▸ Directions
What you give back must match the data character for character.

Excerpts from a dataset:
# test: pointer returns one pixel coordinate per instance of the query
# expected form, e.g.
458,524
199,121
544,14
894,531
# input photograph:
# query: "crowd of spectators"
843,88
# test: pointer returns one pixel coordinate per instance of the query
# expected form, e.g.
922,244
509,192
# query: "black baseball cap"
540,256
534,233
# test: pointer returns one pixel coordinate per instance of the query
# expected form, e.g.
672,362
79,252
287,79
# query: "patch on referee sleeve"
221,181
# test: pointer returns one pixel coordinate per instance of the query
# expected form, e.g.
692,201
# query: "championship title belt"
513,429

▸ Output for this exercise
# test: pointer returns one pixel coordinate per instance of the query
# expected form, e.g.
458,524
199,121
544,14
894,531
# input photograph:
# query: "crowd of spectators"
843,88
# test: pointer returns one pixel coordinate per instance of the query
# expected form, e.g.
922,244
509,192
# query: "black baseball cap"
540,256
534,233
# test: pointer returns one pixel coordinate per instance of the query
# expected form, e.g.
672,362
79,252
287,79
# query: "patch on referee sleeve"
221,181
# test: pointer returns one pixel coordinate per instance of the query
# expected form, e.g.
692,201
# query: "championship title belt"
513,429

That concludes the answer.